### Text provided
Fermat’s last theorem (continuation)
(M.Meyyappan., Professor of Physics,Sri Raaja Raajan College
Engineering and Technology,Amaravathipudur-630301,
Sivagangai dist,Tamilnadu)
There are few more proofs to arrive at the same conclusion.
In this issue two proofs are described
There is yet another proof for the Fermat’s last theorem.
If the two cube roots summed up end with say 3 and 5
Respectively, then the resultant cube root should end with 8,
since the sum of the cubes end with 2.
(10x+3)^3 +(10y+5)^3 = (10z+8)^3
since a+b = c+6m, we have the condition x+y= z+3p
Expanding them,
1000(x^3+y^3) +100(9x^2+15y^2)+ 10(27x +75y)+(27+125)

### Supplied data
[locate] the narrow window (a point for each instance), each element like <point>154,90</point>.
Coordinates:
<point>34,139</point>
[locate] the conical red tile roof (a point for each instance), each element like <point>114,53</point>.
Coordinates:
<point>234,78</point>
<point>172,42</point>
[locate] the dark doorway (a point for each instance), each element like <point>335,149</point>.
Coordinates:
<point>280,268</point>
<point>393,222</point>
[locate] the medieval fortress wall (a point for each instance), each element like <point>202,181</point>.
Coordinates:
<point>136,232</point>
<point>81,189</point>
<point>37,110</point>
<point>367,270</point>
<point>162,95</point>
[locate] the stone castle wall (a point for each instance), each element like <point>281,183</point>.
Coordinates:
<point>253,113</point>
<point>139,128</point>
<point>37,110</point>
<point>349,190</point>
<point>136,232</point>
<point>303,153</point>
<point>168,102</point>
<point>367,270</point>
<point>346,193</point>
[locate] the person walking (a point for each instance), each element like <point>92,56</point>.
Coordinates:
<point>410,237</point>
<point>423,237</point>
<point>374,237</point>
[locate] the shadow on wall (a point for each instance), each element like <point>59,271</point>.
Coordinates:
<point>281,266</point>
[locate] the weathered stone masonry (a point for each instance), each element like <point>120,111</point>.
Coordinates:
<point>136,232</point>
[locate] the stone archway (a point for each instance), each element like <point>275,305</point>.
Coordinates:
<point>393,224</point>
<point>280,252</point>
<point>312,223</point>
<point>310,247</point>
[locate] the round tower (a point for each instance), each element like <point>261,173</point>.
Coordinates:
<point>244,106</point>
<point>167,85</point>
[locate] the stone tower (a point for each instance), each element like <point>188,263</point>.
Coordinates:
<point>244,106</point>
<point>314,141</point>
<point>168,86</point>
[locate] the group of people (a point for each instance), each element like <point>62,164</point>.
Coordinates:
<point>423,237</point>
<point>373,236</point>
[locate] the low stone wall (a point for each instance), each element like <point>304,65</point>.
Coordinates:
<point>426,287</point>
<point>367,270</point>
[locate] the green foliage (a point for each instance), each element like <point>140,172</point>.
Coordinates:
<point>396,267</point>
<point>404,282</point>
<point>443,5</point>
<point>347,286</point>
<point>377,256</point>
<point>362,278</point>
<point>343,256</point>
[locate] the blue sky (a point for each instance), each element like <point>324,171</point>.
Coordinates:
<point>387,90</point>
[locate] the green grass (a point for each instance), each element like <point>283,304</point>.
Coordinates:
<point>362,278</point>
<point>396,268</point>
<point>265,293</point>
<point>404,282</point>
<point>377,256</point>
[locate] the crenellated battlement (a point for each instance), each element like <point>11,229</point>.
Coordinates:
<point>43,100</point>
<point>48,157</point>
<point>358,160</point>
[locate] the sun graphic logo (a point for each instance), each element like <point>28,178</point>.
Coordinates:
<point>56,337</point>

### Task requirements
[1] Do these statements agree with the Fermat's last theorem text? For each, answer yes or no and quote the deciding words. (a) The issue describes two proofs. (b) If the two cube roots summed end with 3 and 5, the resultant cube root should end with 2. (c) The author is a professor of physics.
[2] Reproduce the stretch of the Fermat's last theorem text from "Fermat’s last theorem (continuation)" through "end with 2.", word for word.

### Answers to each task
[1]
(a) Yes: "In this issue two proofs are described"
(b) No: "then the resultant cube root should end with 8"
(c) Yes: "Professor of Physics"

[2]
Fermat’s last theorem (continuation)
(M.Meyyappan., Professor of Physics,Sri Raaja Raajan College
Engineering and Technology,Amaravathipudur-630301,
Sivagangai dist,Tamilnadu)
There are few more proofs to arrive at the same conclusion.
In this issue two proofs are described
There is yet another proof for the Fermat’s last theorem.
If the two cube roots summed up end with say 3 and 5
Respectively, then the resultant cube root should end with 8,
since the sum of the cubes end with 2.